Skip to main content
Version: Next

ZJSON Specification

1. Introduction

The Zed data model is based on richly typed records with a deterministic column order, as is implemented by the ZSON, ZNG, and ZST formats. Given the ubiquity of JSON, it is desirable to also be able to serialize Zed data into the JSON format. However, encoding Zed data values directly as JSON values would not work without loss of information.

For example, consider this Zed data as ZSON:

{
ts: 2018-03-24T17:15:21.926018012Z,
a: "hello, world",
b: {
x: 4611686018427387904,
y: 127.0.0.1
}
}

A straightforward translation to JSON might look like this:

{
"ts": 1521911721.926018012,
"a": "hello, world",
"b": {
"x": 4611686018427387904,
"y": "127.0.0.1"
}
}

But, when this JSON is transmitted to a JavaScript client and parsed, the result looks something like this:

{
"ts": 1521911721.926018,
"a": "hello, world",
"b": {
"x": 4611686018427388000,
"y": "127.0.0.1"
}
}

The good news is the a field came through just fine, but there are a few problems with the remaining fields:

  • the timestamp lost precision (due to 53 bits of mantissa in a JavaScript IEEE 754 floating point number) and was converted from a time type to a number,
  • the int64 lost precision for the same reason, and
  • the IP address has been converted to a string.

As a comparison, Python's json module handles the 64-bit integer to full precision, but loses precision on the floating point timestamp. Also, it is at the whim of a JSON implementation whether or not the order of object keys is preserved.

While JSON is well suited for data exchange of generic information, it is not so appropriate for a super-structured data model like Zed. That said, JSON can be used as an encoding format for Zed by mapping Zed data onto a JSON-based protocol. This allows clients like web apps or Electron apps to receive and understand Zed and, with the help of client libraries like Zealot, to manipulate the rich, structured Zed types that are implemented on top of the basic JavaScript types.

In other words, because JSON objects do not have a deterministic column order nor does JSON in general have typing beyond the basics (i.e., strings, floating point numbers, objects, arrays, and booleans), we decided to encode Zed data with its embedded type model all in a layer above regular JSON.

2. The Format

The format for representing Zed in JSON is called ZJSON. Converting ZSON, ZNG, or ZST to ZJSON and back results in a complete and accurate restoration of the original Zed data.

A ZJSON stream is defined as a sequence of JSON objects where each object represents a Zed value and has the form:

{
"type": <type>,
"value": <value>
}

The type and value fields are encoded as defined below.

2.1 Type Encoding

The type encoding for a primitive type is simply its Zed type name e.g., "int32" or "string".

Complex types are encoded with small-integer identifiers. The first instance of a unique type defines the binding between the integer identifier and its definition, where the definition may recursively refer to earlier complex types by their identifiers.

For example, the Zed type {s:string,x:int32} has this ZJSON format:

{
"id": 123,
"kind": "record",
"fields": [
{
"name": "s",
"type": {
"kind": "primitive",
"name": "string"
}
},
{
"name": "x",
"type": {
"kind": "primitive",
"name": "int32"

● **REQUIREMENT A**:
Reproduce the ZJSON specification from "The format for" to "original Zed data.", replacing "restoration" with "reconstruction".

● **EXTRACTED MATERIAL**:
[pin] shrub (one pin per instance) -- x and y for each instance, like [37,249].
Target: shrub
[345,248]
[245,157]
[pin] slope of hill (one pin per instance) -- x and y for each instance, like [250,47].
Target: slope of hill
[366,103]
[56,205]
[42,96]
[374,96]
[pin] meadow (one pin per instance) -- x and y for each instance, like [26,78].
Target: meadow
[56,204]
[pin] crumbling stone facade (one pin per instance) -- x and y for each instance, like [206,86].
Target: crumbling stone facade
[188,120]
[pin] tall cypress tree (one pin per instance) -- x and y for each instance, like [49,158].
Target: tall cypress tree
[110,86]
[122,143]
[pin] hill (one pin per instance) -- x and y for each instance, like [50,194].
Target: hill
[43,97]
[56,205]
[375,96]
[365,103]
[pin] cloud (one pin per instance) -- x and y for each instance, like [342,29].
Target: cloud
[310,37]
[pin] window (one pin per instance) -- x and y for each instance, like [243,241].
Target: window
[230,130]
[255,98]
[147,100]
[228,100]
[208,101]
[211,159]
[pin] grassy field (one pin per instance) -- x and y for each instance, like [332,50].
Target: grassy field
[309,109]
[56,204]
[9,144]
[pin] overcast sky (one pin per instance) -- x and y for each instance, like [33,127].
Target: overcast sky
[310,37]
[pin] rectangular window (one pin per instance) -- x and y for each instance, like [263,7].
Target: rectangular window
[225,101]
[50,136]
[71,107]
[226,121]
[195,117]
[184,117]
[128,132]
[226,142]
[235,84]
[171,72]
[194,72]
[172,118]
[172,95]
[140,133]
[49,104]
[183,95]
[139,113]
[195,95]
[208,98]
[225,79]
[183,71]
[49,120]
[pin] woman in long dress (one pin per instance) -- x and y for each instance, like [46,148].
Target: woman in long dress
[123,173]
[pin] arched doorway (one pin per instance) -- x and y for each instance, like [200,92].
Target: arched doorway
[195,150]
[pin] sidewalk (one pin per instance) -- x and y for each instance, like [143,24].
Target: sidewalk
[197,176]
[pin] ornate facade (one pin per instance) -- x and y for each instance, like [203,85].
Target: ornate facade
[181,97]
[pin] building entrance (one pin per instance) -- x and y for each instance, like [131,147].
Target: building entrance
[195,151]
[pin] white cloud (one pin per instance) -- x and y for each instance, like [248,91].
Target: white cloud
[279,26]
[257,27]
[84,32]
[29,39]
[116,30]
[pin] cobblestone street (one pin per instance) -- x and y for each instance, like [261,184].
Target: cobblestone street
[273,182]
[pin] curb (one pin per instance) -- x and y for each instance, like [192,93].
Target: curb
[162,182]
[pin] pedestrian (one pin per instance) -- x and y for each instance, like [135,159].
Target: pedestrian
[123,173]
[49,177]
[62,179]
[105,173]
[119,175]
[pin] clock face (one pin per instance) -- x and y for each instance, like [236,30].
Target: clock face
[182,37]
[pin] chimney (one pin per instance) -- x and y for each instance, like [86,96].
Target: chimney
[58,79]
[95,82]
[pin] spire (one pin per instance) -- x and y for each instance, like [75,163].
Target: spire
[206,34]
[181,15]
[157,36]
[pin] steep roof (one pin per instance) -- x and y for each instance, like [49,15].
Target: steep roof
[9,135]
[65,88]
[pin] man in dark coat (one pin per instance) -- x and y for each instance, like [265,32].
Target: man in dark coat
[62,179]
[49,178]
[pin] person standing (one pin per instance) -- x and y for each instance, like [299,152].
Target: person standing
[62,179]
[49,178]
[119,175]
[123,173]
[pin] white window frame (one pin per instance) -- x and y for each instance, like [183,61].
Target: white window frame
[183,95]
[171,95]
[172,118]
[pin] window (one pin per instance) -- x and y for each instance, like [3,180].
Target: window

● **REQUIREMENT B**:
Return each line of the records in which the string "slope" occurs.

● **REPLY A**:
The format for representing Zed in JSON is called ZJSON. Converting ZSON, ZNG, or ZST to ZJSON and back results in a complete and accurate reconstruction of the original Zed data.

● **REPLY B**:
[pin] slope of hill (one pin per instance) -- x and y for each instance, like [250,47].
Target: slope of hill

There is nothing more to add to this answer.